* Start Given data *

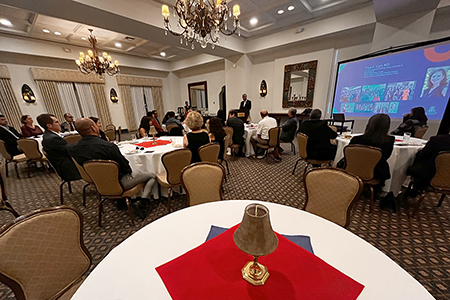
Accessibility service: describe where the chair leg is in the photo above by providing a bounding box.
[83,183,90,206]
[14,161,20,179]
[126,197,135,225]
[292,158,302,175]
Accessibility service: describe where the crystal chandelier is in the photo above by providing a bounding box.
[162,0,241,49]
[75,29,120,76]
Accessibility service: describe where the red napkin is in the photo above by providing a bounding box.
[135,140,172,148]
[156,225,364,300]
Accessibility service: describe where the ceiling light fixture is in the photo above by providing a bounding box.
[162,0,241,49]
[0,18,12,27]
[75,29,120,76]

* End Given data *

Objective: Pull the text of every item above out word for word, leaving out the pictures.

Answer below:
Accessibility service: describe where the chair leg is in the photo above by providing a bounding box.
[83,183,90,206]
[14,161,20,179]
[126,197,135,225]
[292,158,302,175]
Accessibility service: describe where the crystal chandelier is in the photo above by providing a bounding box.
[162,0,241,49]
[75,29,120,76]
Accessibility service: describe where the red napkin is in the photo above by providing a bounding box.
[135,140,172,148]
[156,225,364,300]
Accessibility service: describe where the ceiling light fixture is in the photo above by providing a bounding box.
[162,0,241,49]
[0,18,12,27]
[75,29,120,76]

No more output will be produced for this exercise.